__Exercise prompt__: Restate word for word the lines of the data below, from the first through the one that has "395 376 L 446".

START Data supplied

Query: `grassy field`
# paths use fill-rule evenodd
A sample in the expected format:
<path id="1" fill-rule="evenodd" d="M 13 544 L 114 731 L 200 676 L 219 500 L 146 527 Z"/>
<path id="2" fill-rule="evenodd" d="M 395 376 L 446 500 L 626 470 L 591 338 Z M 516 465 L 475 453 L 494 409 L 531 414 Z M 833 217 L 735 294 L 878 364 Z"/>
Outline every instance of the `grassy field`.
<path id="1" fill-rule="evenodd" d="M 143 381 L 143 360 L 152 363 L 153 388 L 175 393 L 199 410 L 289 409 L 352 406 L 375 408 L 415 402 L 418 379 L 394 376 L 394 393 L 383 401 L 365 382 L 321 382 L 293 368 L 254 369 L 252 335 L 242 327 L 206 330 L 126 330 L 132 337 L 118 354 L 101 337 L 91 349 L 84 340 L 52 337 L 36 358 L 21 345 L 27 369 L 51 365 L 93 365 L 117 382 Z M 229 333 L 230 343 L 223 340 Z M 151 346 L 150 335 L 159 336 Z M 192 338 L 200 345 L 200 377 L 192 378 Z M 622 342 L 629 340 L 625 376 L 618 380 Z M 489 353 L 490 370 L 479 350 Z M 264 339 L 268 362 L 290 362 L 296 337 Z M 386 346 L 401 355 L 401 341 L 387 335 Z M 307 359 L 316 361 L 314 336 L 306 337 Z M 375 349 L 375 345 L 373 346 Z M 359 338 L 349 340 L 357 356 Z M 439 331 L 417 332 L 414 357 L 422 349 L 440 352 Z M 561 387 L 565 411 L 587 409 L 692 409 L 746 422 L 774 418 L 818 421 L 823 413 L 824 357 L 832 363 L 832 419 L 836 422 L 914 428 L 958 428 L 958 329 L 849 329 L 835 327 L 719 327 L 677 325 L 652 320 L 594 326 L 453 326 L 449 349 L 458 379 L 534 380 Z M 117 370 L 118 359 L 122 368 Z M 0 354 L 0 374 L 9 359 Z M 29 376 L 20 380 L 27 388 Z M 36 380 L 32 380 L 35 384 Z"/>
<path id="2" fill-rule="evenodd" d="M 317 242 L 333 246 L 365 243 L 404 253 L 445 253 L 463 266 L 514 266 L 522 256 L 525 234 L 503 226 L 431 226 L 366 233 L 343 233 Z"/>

END Data supplied

__Written response__:
Query: `grassy field`
# paths use fill-rule evenodd
A sample in the expected format:
<path id="1" fill-rule="evenodd" d="M 13 544 L 114 731 L 200 676 L 219 500 L 146 527 Z"/>
<path id="2" fill-rule="evenodd" d="M 395 376 L 446 500 L 626 470 L 591 338 Z M 516 465 L 475 453 L 494 409 L 531 414 Z M 833 217 L 735 294 L 878 364 Z"/>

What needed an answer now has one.